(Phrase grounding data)
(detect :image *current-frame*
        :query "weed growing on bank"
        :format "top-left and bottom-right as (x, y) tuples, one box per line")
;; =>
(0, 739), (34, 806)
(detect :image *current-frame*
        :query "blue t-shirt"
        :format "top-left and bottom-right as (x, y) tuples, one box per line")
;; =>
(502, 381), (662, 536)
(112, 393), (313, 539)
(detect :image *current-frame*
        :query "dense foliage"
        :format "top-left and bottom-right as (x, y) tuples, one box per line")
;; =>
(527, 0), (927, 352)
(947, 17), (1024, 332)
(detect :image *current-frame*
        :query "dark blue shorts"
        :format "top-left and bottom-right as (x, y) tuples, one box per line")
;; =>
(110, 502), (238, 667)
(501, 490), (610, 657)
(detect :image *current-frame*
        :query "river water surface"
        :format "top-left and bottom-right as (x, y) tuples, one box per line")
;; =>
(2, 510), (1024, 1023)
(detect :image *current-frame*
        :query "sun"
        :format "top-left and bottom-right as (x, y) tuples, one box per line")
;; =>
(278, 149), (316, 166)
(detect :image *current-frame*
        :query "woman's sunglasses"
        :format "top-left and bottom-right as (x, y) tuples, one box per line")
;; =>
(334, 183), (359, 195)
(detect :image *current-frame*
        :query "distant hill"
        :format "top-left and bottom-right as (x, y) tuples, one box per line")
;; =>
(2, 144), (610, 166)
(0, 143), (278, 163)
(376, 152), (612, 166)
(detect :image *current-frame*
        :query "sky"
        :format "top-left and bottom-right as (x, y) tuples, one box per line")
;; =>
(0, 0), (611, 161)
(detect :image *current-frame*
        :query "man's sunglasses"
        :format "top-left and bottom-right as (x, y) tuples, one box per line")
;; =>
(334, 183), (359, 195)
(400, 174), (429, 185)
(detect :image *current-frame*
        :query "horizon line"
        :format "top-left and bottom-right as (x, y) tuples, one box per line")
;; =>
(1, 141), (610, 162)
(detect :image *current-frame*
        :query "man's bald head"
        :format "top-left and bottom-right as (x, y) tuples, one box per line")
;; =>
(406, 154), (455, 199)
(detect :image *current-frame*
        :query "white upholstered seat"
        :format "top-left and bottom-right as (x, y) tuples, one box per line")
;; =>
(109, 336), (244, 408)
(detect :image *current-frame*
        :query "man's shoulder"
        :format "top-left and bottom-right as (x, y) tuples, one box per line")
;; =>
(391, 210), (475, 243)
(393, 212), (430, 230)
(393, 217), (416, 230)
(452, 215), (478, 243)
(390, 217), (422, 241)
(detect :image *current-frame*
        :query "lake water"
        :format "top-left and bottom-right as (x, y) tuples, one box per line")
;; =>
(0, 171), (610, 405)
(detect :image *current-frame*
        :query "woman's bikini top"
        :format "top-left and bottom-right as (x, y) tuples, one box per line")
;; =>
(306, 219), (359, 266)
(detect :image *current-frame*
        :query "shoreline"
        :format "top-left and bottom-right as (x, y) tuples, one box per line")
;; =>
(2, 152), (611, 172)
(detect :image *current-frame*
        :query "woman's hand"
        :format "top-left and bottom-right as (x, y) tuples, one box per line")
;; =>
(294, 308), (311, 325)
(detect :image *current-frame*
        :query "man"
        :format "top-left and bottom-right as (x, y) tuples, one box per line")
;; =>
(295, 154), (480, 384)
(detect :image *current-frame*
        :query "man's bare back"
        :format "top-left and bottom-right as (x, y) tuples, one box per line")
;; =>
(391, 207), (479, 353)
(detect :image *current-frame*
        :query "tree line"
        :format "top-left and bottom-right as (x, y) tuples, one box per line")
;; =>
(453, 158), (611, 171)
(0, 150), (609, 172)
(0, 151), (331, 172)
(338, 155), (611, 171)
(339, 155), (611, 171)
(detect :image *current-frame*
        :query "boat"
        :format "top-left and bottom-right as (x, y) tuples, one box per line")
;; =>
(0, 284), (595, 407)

Instructions to follow:
Gather all lines with the string "blue" from the data.

Your response:
        :query "blue t-shirt"
        :query "dark blue shorts"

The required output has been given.